--- BRIEF ---
Retype the lines below, starting at the line with "Objective — one point per instance of the green" and continuing through the last line of the items.

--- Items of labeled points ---
·····
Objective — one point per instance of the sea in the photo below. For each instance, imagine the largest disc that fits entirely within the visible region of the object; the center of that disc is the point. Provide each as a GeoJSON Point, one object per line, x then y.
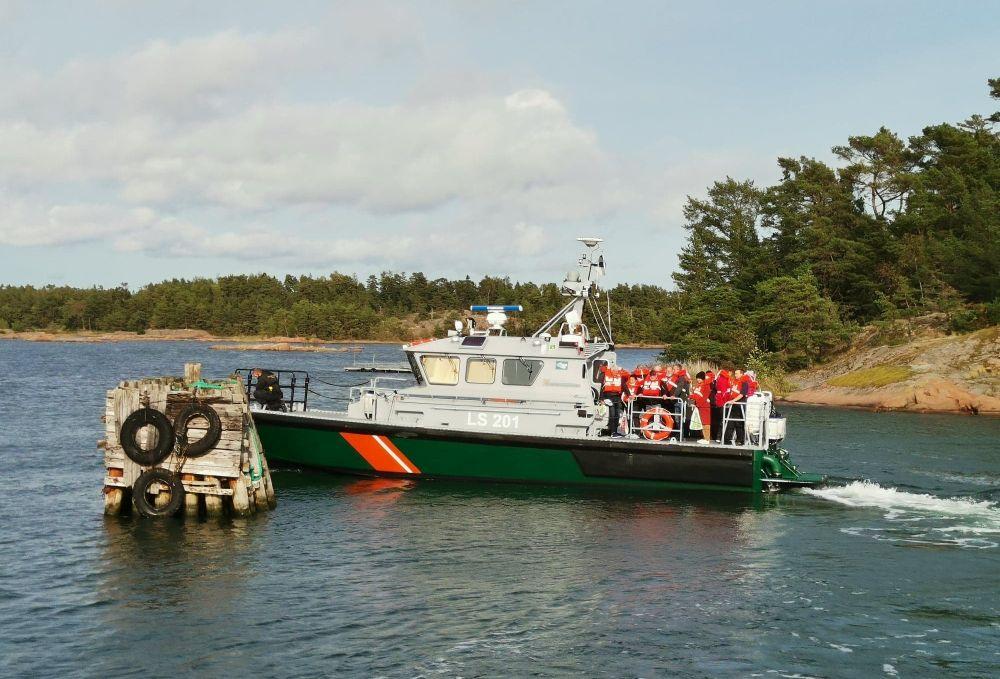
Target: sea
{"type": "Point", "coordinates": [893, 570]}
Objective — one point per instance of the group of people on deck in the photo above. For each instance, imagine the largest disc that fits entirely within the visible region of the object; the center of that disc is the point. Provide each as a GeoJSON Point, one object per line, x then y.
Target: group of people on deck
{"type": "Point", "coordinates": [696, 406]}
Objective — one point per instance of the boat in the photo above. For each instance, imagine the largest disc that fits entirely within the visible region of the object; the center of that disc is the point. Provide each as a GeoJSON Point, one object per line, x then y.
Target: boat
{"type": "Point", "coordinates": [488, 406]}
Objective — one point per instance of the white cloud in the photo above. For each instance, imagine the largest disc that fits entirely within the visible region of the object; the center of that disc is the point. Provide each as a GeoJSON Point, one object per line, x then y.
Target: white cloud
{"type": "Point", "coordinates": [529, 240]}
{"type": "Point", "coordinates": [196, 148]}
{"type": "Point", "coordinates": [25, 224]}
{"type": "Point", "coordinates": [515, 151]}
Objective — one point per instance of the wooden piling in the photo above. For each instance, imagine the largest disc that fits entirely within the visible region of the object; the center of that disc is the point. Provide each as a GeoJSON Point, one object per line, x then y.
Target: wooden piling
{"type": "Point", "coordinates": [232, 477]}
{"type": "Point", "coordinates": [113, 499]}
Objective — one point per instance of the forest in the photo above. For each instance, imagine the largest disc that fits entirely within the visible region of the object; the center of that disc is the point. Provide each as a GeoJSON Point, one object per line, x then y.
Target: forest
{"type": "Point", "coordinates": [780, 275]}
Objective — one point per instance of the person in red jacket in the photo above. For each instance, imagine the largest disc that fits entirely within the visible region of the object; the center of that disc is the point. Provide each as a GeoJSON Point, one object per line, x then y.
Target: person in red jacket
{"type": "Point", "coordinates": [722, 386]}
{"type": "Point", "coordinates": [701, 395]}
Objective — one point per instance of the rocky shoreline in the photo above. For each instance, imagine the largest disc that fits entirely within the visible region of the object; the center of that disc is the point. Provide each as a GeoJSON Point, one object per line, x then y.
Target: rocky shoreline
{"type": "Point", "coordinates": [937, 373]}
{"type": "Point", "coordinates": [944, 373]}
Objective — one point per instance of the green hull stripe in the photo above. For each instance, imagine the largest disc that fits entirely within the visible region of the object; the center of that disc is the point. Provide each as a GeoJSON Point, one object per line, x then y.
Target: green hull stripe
·····
--- OUTPUT ---
Objective — one point per instance of the green hull stripe in the photo above. For each instance, imagine the largest disc that fits entirely within the visible region of the object; the center of that disc is the point. Provide each as a GeoJSON Point, one object per line, x then y.
Target: green hull stripe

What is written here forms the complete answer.